• [Point-per-instance localization data]
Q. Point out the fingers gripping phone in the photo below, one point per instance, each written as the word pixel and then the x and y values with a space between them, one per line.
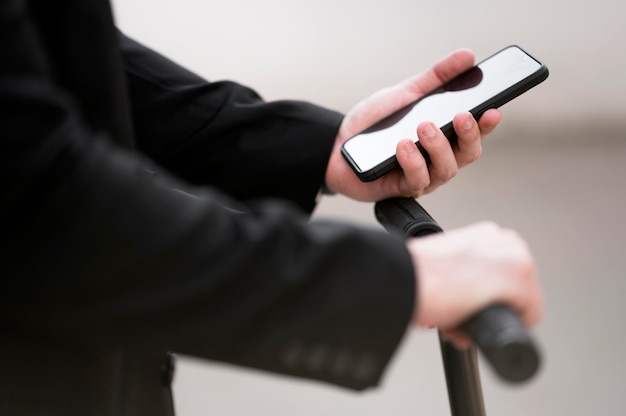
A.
pixel 490 84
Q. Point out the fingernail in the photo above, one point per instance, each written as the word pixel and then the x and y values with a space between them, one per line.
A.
pixel 409 146
pixel 468 123
pixel 428 132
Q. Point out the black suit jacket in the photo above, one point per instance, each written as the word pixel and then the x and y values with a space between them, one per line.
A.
pixel 131 225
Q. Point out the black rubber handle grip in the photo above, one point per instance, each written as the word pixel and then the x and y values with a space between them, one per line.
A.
pixel 497 330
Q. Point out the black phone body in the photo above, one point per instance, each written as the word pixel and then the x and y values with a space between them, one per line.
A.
pixel 490 84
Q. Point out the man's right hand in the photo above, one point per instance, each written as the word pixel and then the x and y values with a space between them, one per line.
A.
pixel 465 270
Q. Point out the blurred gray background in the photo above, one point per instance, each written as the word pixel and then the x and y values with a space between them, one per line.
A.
pixel 554 170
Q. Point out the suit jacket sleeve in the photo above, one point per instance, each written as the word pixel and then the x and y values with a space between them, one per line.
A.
pixel 98 249
pixel 224 134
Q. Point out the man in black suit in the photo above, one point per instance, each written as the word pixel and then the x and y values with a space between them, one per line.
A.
pixel 146 210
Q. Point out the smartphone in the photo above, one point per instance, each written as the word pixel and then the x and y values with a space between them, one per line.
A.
pixel 490 84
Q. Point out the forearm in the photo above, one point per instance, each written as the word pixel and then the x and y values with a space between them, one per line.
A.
pixel 224 134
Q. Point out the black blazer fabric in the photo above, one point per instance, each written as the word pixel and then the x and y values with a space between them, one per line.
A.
pixel 146 210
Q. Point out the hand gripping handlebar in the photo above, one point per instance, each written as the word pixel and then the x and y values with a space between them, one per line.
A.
pixel 497 330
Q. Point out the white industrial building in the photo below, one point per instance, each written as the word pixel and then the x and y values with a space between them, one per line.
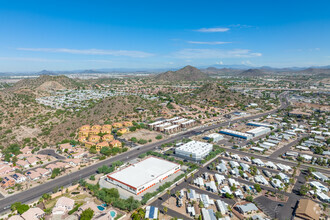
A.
pixel 194 150
pixel 141 176
pixel 256 132
pixel 215 137
pixel 236 134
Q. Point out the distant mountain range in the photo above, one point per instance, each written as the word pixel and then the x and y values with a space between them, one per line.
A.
pixel 188 73
pixel 213 70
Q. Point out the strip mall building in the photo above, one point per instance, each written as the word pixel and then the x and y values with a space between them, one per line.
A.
pixel 143 175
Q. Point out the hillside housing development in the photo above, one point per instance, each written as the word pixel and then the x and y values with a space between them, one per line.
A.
pixel 139 177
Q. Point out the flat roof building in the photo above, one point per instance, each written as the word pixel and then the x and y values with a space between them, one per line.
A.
pixel 214 136
pixel 307 209
pixel 139 177
pixel 194 150
pixel 256 132
pixel 236 134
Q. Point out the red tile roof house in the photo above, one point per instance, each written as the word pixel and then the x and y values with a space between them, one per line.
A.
pixel 7 182
pixel 74 162
pixel 56 165
pixel 62 165
pixel 63 205
pixel 16 217
pixel 79 153
pixel 5 169
pixel 32 160
pixel 33 214
pixel 21 156
pixel 43 157
pixel 66 146
pixel 26 150
pixel 19 178
pixel 33 175
pixel 23 164
pixel 43 172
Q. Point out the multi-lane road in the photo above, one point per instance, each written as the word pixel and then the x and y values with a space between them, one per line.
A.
pixel 36 192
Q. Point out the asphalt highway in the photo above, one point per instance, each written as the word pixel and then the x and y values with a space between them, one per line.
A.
pixel 38 191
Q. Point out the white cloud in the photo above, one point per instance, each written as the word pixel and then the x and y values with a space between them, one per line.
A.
pixel 247 62
pixel 100 61
pixel 208 42
pixel 214 53
pixel 29 59
pixel 128 53
pixel 212 30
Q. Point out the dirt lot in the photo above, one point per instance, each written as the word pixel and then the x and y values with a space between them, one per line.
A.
pixel 143 134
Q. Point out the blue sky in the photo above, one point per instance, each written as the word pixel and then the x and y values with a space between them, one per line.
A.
pixel 70 35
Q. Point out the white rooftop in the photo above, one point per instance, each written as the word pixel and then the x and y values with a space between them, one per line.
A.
pixel 196 147
pixel 143 172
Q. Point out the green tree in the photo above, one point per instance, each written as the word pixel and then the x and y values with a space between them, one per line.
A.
pixel 21 208
pixel 106 151
pixel 249 198
pixel 257 187
pixel 87 214
pixel 303 190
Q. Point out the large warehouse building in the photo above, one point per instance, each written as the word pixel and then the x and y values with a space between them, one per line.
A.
pixel 141 176
pixel 194 150
pixel 256 132
pixel 236 134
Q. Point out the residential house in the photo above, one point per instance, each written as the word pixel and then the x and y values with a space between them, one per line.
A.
pixel 5 169
pixel 82 139
pixel 67 147
pixel 307 209
pixel 102 144
pixel 94 138
pixel 63 205
pixel 127 124
pixel 15 217
pixel 106 127
pixel 33 175
pixel 19 178
pixel 115 143
pixel 94 131
pixel 79 153
pixel 123 131
pixel 43 172
pixel 26 150
pixel 32 160
pixel 117 125
pixel 96 127
pixel 107 137
pixel 74 162
pixel 23 164
pixel 7 182
pixel 33 214
pixel 247 208
pixel 83 133
pixel 85 128
pixel 89 144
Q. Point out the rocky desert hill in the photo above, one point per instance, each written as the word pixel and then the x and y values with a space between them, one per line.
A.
pixel 252 73
pixel 188 73
pixel 44 83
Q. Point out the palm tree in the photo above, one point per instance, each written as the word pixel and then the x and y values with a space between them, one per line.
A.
pixel 165 210
pixel 168 192
pixel 192 176
pixel 177 193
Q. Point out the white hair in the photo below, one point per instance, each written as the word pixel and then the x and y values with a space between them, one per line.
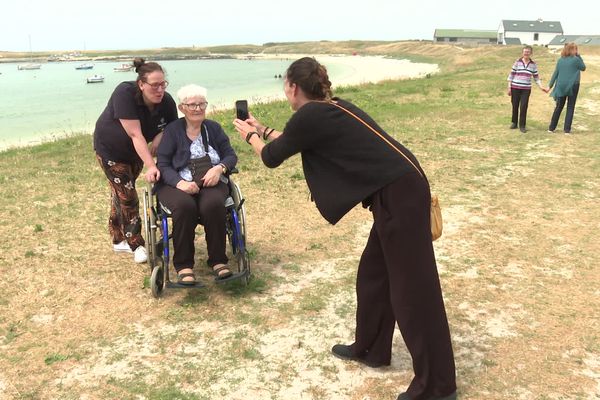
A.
pixel 189 91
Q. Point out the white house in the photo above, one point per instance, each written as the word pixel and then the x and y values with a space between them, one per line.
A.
pixel 528 32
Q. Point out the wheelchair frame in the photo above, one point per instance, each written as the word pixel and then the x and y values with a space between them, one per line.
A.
pixel 156 225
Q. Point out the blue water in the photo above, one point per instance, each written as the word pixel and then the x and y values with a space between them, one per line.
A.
pixel 55 101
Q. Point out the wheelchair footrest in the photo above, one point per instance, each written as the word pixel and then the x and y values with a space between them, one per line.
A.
pixel 234 276
pixel 175 285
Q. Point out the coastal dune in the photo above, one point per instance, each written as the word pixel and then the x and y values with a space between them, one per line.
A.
pixel 367 69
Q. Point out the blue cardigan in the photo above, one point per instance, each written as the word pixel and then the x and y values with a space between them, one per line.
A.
pixel 174 149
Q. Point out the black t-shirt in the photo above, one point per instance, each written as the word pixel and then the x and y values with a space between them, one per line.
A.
pixel 344 162
pixel 111 141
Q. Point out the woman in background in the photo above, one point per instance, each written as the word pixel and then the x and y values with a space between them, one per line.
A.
pixel 136 114
pixel 519 87
pixel 565 81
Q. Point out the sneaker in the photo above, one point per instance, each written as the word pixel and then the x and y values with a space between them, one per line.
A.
pixel 122 247
pixel 345 353
pixel 139 255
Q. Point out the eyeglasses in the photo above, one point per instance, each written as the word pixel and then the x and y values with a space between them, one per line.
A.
pixel 196 106
pixel 155 86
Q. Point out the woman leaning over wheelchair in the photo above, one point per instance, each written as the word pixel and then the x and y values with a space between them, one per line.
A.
pixel 195 199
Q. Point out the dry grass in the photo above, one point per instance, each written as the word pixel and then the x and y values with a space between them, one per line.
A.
pixel 518 263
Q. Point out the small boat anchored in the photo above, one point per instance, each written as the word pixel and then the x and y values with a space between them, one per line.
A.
pixel 28 66
pixel 123 68
pixel 95 79
pixel 85 66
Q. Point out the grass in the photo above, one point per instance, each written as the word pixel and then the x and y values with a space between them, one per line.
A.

• [Your task]
Before copying the data, remove the pictures. Then repeat the rest exactly.

• [Reply]
Q. Point out the fingers gripping phone in the photo below, one point per instance, each written as the word pixel and then the x and y values with a space between them, one per line.
A.
pixel 490 84
Q. Point out the fingernail in the photo above, one point per instance, each written as the word pixel and then the x and y values with a space between them, one per line.
A.
pixel 409 146
pixel 468 123
pixel 428 132
Q. Point out the black suit jacket in the photo above, one point per instance, each written as the word pixel and then the x and y values with a space between them, one per line.
A.
pixel 131 225
Q. Point out the black rubber handle grip in the photo above, one point per instance, each written as the word pixel and then the x and y values with a space between them, one per line.
A.
pixel 497 330
Q. Point out the black phone body in the photo above, one point per instance, each written as the word pixel and then the x and y values with a space between them, one per line.
A.
pixel 490 84
Q. Point out the man's right hand in the photo above, one point per instance, each written as the word pixel and then the x and y values with a space between them, one per line.
A.
pixel 465 270
Q. Point out the blurred gray background in the photo above, one point per instance, each written as the word pixel and then the x and y values with a space between them, one per line.
A.
pixel 554 170
Q. Point out the suit jacket sleeve in the photo above, one point per instance, each written as the word pixel and then the x and y values with a space between them, one per line.
A.
pixel 98 249
pixel 224 134
Q. Point out the man in black suit in the photo above, one point per instance, each written as the word pixel and then the x and y values with a space between them, one per line.
A.
pixel 146 210
Q. Point out the smartphone in the photo above, one point per instance, each written as the word pixel and then the x and y values with a space between them, one per line.
A.
pixel 490 84
Q. Point out the forearm in the photo above, one point per instance, each written as the word pixel and then the x and y values with a space between them, one per line.
A.
pixel 224 134
Q. Point out the black blazer fabric in the photo above, one point per instance, each written as the word pixel and then the x and y values with a space between them, one per line.
A.
pixel 146 210
Q. Point out the hand gripping handlebar in the photo above, one point per instance, each written as the word pixel and then the x and y values with a space between them, one per line.
A.
pixel 497 330
Q. Point out the white industrial building in the photo below, one point per instance, each written as the word pixel and then the x and y values with a space between them, one per line.
A.
pixel 194 150
pixel 141 176
pixel 256 132
pixel 215 137
pixel 236 134
Q. Point out the distant mountain range in the photo above, one point per instance, each written as the word pixel and then the x and y values with a space between them, one per line.
A.
pixel 188 73
pixel 213 70
Q. Point out the strip mall building in the photo above, one point per instance, each written as the word pixel and then the x and y values with a space between them, one per line.
A.
pixel 143 175
Q. Point out the hillside housing development in the photo above, one point per instance, each written as the word pixel and then the x and y values with a space between them, one per line.
A.
pixel 139 177
Q. Point out the flat roof building in the photo above, one point per instance, each written as the word pixel and then the x and y values with a space between them, one per line.
A.
pixel 214 136
pixel 307 209
pixel 139 177
pixel 194 150
pixel 256 132
pixel 236 134
Q. Point out the red tile roof house in the photo above, one point per instance, each written as the word pixel and then the x and y values with a space between them, one per line.
A.
pixel 7 182
pixel 74 162
pixel 56 165
pixel 62 165
pixel 63 205
pixel 16 217
pixel 79 153
pixel 5 169
pixel 32 160
pixel 33 214
pixel 21 156
pixel 43 157
pixel 66 146
pixel 26 150
pixel 19 178
pixel 33 175
pixel 23 164
pixel 43 172
Q. Point out the multi-lane road in the photo above, one point per instance, each written as the word pixel and then the x and y values with a space between them, one per line.
A.
pixel 36 192
Q. Point out the asphalt highway in the photo above, one point per instance, each written as the word pixel and then the x and y values with a space between them, one per line.
A.
pixel 38 191
Q. Point out the white cloud in the photo above, one point per instance, each written as the word pixel and then the x and y values with a space between them, one per line.
A.
pixel 247 62
pixel 100 61
pixel 208 42
pixel 214 53
pixel 29 59
pixel 128 53
pixel 212 30
Q. Point out the dirt lot in the photo above, one point per instance, each written as the word pixel and then the x and y values with a space between them, one per line.
A.
pixel 143 134
Q. Point out the blue sky in the photo above, one point per instance, each written as the word pixel and then the x and y values with a space between them, one per line.
A.
pixel 70 35
Q. Point out the white rooftop in the photo above, one point per instance, each written as the word pixel and then the x and y values with a space between them, one per line.
A.
pixel 196 147
pixel 143 172
Q. Point out the green tree in the photo above, one point per instance, each written as the word pixel and then the x and y values with a space between them, one per line.
A.
pixel 21 208
pixel 106 151
pixel 249 198
pixel 257 187
pixel 87 214
pixel 303 190
Q. Point out the large warehouse building in the photo above, one point per instance, each written as the word pixel and then the x and y values with a space between them, one per line.
A.
pixel 141 176
pixel 194 150
pixel 256 132
pixel 236 134
Q. Point out the residential house in the photo above, one point per instance, each written as the word pixel and then the x and y values with a space between them, one per line.
A.
pixel 5 169
pixel 82 139
pixel 67 147
pixel 307 209
pixel 102 144
pixel 94 138
pixel 63 205
pixel 127 124
pixel 15 217
pixel 106 127
pixel 33 175
pixel 19 178
pixel 115 143
pixel 94 131
pixel 79 153
pixel 123 131
pixel 43 172
pixel 26 150
pixel 32 160
pixel 117 125
pixel 96 127
pixel 107 137
pixel 74 162
pixel 23 164
pixel 7 182
pixel 33 214
pixel 247 208
pixel 83 133
pixel 85 128
pixel 89 144
Q. Point out the rocky desert hill in the photo above, one point per instance, each written as the word pixel and then the x and y values with a space between them, one per line.
A.
pixel 252 73
pixel 188 73
pixel 44 83
Q. Point out the palm tree in the photo above, one point per instance, each written as the word pixel and then the x and y values with a space between them, one per line.
A.
pixel 165 210
pixel 168 192
pixel 192 176
pixel 177 193
Q. Point out the white hair in the photo below, one point per instance, each written as the word pixel and then the x and y values with a space between them, one per line.
A.
pixel 189 91
Q. Point out the white house in the photo above, one point per instance, each written as the word pixel and then the x and y values with a space between them, one per line.
A.
pixel 528 32
Q. Point out the wheelchair frame in the photo above, one point per instance, each written as the word pixel and then the x and y values with a space between them, one per line.
A.
pixel 156 225
Q. Point out the blue water in the photo above, one point per instance, each written as the word pixel and then the x and y values with a space between them, one per line.
A.
pixel 55 101
Q. Point out the wheelchair footrest in the photo above, one point per instance, each written as the word pixel and then the x and y values with a space between them, one per line.
A.
pixel 234 276
pixel 175 285
Q. Point out the coastal dune in the photo above, one point per instance, each written as the word pixel and then the x and y values with a space between them, one per line.
A.
pixel 367 69
Q. Point out the blue cardigan in the photo above, one point per instance, each written as the word pixel and then the x and y values with a space between them, one per line.
A.
pixel 174 149
Q. Point out the black t-shirt in the photo above, one point per instance, each written as the word pixel and then the x and y values with a space between them, one per line.
A.
pixel 344 162
pixel 111 141
Q. Point out the woman in background in the photo above, one point per instance, each written as the word pixel and then the x and y values with a space between them, one per line.
A.
pixel 136 114
pixel 519 87
pixel 565 81
Q. Point out the sneaker in the photo above, one point per instance, each written as the word pixel and then the x and y values with a space between them, one per line.
A.
pixel 122 247
pixel 345 353
pixel 139 255
Q. Point out the eyeglasses in the photo above, one point per instance, each written as the word pixel and then the x and y values with a space between them, one per line.
A.
pixel 196 106
pixel 155 86
Q. Point out the woman leaning over wheelchair in the photo above, one point per instance, each written as the word pixel and then the x and y values with a space between them, one per line.
A.
pixel 195 199
Q. Point out the dry grass in the photo above, one point per instance, each written as the word pixel and then the x and y values with a space between them, one per line.
A.
pixel 518 263
Q. Point out the small boat anchored in the photo above, one point per instance, each written as the word pixel and then the x and y values with a space between them, one per line.
A.
pixel 28 66
pixel 123 68
pixel 95 79
pixel 85 66
Q. Point out the grass in the photo above, one point per instance, each written as the word pixel and then the x and y values with a space between them, one per line.
A.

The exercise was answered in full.